Object pointing dataset rows:
########################################

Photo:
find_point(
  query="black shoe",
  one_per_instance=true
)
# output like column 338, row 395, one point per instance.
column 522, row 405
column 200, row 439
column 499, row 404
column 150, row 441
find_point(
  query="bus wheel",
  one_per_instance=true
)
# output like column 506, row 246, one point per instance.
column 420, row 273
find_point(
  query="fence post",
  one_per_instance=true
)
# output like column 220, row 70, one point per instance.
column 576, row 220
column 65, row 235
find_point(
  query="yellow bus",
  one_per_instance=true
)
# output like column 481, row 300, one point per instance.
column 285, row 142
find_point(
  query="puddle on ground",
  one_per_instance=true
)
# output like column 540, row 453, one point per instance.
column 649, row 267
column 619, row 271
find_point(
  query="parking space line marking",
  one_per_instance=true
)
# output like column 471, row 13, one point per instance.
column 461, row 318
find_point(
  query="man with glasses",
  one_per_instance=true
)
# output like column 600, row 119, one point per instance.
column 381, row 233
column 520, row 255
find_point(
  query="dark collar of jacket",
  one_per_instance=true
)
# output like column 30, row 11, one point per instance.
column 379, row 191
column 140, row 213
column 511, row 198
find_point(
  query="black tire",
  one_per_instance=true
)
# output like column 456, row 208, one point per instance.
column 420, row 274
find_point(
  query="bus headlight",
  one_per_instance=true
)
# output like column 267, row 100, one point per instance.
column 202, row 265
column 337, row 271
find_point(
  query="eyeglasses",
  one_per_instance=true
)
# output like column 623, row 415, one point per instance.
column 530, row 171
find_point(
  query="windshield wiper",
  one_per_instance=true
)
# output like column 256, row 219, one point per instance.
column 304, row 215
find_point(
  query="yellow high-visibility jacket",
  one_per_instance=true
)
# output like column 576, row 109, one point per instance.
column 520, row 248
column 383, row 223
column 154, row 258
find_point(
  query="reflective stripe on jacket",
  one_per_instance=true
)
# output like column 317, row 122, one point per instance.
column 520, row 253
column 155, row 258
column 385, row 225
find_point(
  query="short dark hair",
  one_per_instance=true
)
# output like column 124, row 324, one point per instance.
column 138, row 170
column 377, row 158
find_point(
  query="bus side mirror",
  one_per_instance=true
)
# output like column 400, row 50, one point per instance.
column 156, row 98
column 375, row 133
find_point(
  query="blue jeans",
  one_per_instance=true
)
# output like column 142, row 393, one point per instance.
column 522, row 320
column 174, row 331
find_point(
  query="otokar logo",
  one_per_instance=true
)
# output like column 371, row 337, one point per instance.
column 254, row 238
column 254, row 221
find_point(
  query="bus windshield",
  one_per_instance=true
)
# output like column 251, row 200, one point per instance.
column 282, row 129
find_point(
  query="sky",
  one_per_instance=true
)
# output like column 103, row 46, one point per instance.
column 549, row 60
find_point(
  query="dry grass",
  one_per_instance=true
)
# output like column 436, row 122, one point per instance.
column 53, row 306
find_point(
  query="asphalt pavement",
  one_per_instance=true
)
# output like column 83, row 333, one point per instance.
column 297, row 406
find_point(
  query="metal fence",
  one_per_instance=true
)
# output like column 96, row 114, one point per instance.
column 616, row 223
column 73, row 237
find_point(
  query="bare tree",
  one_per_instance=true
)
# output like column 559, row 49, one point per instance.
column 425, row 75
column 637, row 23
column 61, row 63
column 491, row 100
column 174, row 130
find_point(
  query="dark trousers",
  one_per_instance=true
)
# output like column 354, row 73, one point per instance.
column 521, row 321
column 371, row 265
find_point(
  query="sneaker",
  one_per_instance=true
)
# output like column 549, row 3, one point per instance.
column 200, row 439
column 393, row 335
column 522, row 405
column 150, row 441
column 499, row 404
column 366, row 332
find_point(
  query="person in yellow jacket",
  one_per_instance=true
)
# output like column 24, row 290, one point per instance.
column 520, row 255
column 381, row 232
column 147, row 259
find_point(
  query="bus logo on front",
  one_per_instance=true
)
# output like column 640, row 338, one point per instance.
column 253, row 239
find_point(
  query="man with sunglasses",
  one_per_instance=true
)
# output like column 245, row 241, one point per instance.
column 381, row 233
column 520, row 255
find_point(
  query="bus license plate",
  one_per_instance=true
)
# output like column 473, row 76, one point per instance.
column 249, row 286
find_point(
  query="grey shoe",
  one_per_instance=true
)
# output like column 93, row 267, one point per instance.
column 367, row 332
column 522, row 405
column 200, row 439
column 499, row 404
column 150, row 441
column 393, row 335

########################################

Work to do: Using the data above, repeat every line exactly.

Correct answer:
Photo:
find_point(
  query="black shoe",
  one_per_instance=true
)
# output like column 338, row 395, one point per instance.
column 522, row 405
column 200, row 439
column 499, row 404
column 150, row 441
find_point(
  query="bus wheel",
  one_per_instance=true
)
# output like column 506, row 246, one point per instance.
column 420, row 273
find_point(
  query="fence post",
  one_per_instance=true
)
# output like column 220, row 70, one point per instance.
column 576, row 220
column 65, row 235
find_point(
  query="yellow bus",
  one_per_instance=true
)
# output like column 481, row 300, one point per instance.
column 285, row 142
find_point(
  query="puddle on ground",
  one_per_instance=true
)
# output like column 540, row 453, one point per instance.
column 649, row 267
column 619, row 271
find_point(
  query="parking space line marking",
  one_per_instance=true
)
# output like column 471, row 13, one point per instance.
column 461, row 318
find_point(
  query="man with glasses",
  one_per_instance=true
)
# output like column 600, row 119, one point per instance.
column 381, row 233
column 520, row 255
find_point(
  query="dark collar of jacket",
  one_per_instance=true
)
# output like column 30, row 11, one point per instance.
column 379, row 191
column 140, row 213
column 511, row 198
find_point(
  query="black tire",
  one_per_instance=true
)
# output like column 456, row 208, one point per instance.
column 420, row 274
find_point(
  query="bus headlight",
  one_per_instance=true
)
# output like column 267, row 100, one point per instance.
column 202, row 265
column 337, row 271
find_point(
  query="eyeglasses",
  one_per_instance=true
)
# output like column 623, row 415, one point per instance.
column 530, row 171
find_point(
  query="windshield wiper",
  one_per_instance=true
)
# output like column 256, row 219, one point per instance.
column 304, row 215
find_point(
  query="yellow high-visibility jacket",
  one_per_instance=true
)
# output like column 576, row 109, one point per instance.
column 520, row 248
column 383, row 223
column 154, row 258
find_point(
  query="reflective stripe on jacket",
  one_per_instance=true
)
# output like column 317, row 122, one point per instance.
column 520, row 253
column 155, row 258
column 385, row 225
find_point(
  query="short dark hair",
  one_per_instance=true
)
# output like column 124, row 324, one point per instance.
column 138, row 170
column 377, row 158
find_point(
  query="bus side mirror",
  one_per_instance=true
)
# output like column 400, row 50, one point per instance.
column 156, row 98
column 375, row 133
find_point(
  query="blue jeans",
  one_per_instance=true
)
# output like column 142, row 393, one point per instance.
column 522, row 320
column 174, row 331
find_point(
  query="otokar logo",
  one_per_instance=true
)
# output like column 371, row 337, one point per instance.
column 254, row 238
column 254, row 221
find_point(
  query="bus windshield",
  one_per_instance=true
)
# output like column 251, row 200, one point per instance.
column 282, row 129
find_point(
  query="sky",
  one_per_instance=true
)
# output like column 103, row 46, one point per instance.
column 549, row 60
find_point(
  query="dry grass",
  one_per_instance=true
)
# output like column 436, row 122, one point per instance.
column 53, row 306
find_point(
  query="asphalt pavement",
  one_per_instance=true
)
# output like column 83, row 333, one point per instance.
column 297, row 406
find_point(
  query="metal fence",
  one_per_instance=true
)
# output like column 96, row 114, one point per instance.
column 616, row 223
column 73, row 237
find_point(
  query="bare tree",
  one_per_instance=true
)
# output like column 559, row 49, one point per instance.
column 425, row 75
column 637, row 23
column 61, row 63
column 491, row 100
column 174, row 130
find_point(
  query="dark trousers",
  one_per_instance=true
)
# output like column 354, row 73, one point per instance.
column 521, row 321
column 371, row 265
find_point(
  query="sneaker",
  one_per_instance=true
)
# output like column 549, row 3, one point per instance.
column 200, row 439
column 393, row 335
column 522, row 405
column 150, row 441
column 499, row 404
column 366, row 332
find_point(
  query="person in yellow jacket",
  one_per_instance=true
)
# output like column 24, row 290, one point per instance.
column 520, row 255
column 381, row 232
column 147, row 259
find_point(
  query="bus logo on front",
  one_per_instance=true
)
# output like column 640, row 338, one point per instance.
column 253, row 239
find_point(
  query="man with sunglasses",
  one_per_instance=true
)
# output like column 245, row 241, one point per instance.
column 381, row 233
column 520, row 255
find_point(
  query="bus license plate",
  one_per_instance=true
)
# output like column 473, row 76, one point per instance.
column 249, row 286
find_point(
  query="grey shoe",
  one_per_instance=true
)
# output like column 93, row 267, one point per instance.
column 367, row 332
column 522, row 405
column 200, row 439
column 499, row 404
column 150, row 441
column 393, row 335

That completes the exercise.